Could you write out the listing below again, changing every "Indicate" to "Mark" and leaving everything else as it is?

Stored dataset items:
------

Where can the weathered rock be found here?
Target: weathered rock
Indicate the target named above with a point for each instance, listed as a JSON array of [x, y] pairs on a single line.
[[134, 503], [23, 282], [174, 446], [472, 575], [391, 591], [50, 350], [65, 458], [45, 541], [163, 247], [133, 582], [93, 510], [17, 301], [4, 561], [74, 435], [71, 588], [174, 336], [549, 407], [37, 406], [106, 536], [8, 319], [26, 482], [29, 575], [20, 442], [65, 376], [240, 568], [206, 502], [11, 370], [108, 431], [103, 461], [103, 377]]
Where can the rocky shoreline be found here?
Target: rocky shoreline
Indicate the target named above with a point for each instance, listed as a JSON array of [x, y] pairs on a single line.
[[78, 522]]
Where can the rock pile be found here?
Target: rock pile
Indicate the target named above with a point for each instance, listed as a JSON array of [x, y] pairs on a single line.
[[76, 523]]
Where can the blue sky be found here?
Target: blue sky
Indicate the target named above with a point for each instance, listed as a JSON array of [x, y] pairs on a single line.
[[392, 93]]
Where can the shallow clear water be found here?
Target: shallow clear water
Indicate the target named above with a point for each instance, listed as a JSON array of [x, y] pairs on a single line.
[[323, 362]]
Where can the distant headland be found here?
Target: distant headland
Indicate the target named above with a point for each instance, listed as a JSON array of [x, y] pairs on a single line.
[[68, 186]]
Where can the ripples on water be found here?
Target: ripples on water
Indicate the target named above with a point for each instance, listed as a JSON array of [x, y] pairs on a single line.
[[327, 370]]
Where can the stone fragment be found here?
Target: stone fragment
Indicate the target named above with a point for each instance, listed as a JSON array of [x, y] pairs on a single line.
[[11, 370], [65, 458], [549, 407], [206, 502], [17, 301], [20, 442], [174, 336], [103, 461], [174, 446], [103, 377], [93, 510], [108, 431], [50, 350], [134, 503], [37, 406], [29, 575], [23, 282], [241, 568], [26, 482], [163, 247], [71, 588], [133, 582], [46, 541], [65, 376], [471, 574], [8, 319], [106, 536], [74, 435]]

------

*ANSWER TO THIS EXERCISE*
Where can the weathered rock be found here?
Target: weathered rock
Mark the target named above with a point for each instance, listed as a JSON array of [x, y] pairs on a single line.
[[134, 503], [23, 282], [174, 446], [472, 575], [391, 591], [50, 350], [65, 458], [45, 541], [163, 247], [133, 582], [93, 510], [17, 301], [4, 561], [74, 435], [71, 588], [174, 336], [549, 407], [37, 406], [106, 536], [8, 319], [26, 482], [29, 575], [20, 442], [65, 376], [240, 568], [206, 502], [11, 370], [108, 431], [103, 461], [103, 377]]
Where can the rocky shoreline be found here?
Target: rocky shoreline
Mark the target named above with a point for each instance, listed as a JSON array of [x, y] pairs on a single line.
[[78, 522]]
Where can the rock pile be found here?
Target: rock pile
Mark the target named above with a point for each instance, listed as a JSON array of [x, y] pairs on a single line.
[[76, 523]]
Where can the blue sky be found here?
Target: blue sky
Mark the target named above with a point for each instance, listed as a JSON array of [x, y] pairs on a single line.
[[392, 93]]
Where can the shallow clear water be found here?
Target: shallow clear water
Mark the target named above with a point for each instance, listed as a JSON array of [x, y] pairs on a single line.
[[323, 362]]
Where can the distant headland be found here?
Target: distant headland
Mark the target named above with a point for each instance, listed as a JSON array of [x, y] pairs on a single line.
[[68, 186]]
Where can the ripples on water be found here?
Target: ripples on water
Mark the target named above with a point for each instance, listed as a JSON array of [x, y] pairs on a single line.
[[327, 370]]
Where can the stone fragment be found here?
Target: stone fragment
Mark the target named above with a point for each instance, listed as a JSON array of [x, y] pairs on a single line.
[[11, 370], [65, 458], [549, 407], [206, 502], [17, 301], [20, 442], [174, 336], [103, 461], [174, 446], [103, 377], [93, 510], [108, 431], [50, 350], [134, 503], [37, 406], [29, 575], [23, 282], [241, 568], [26, 482], [163, 247], [71, 588], [133, 582], [46, 541], [65, 376], [471, 574], [8, 319], [106, 536], [74, 435]]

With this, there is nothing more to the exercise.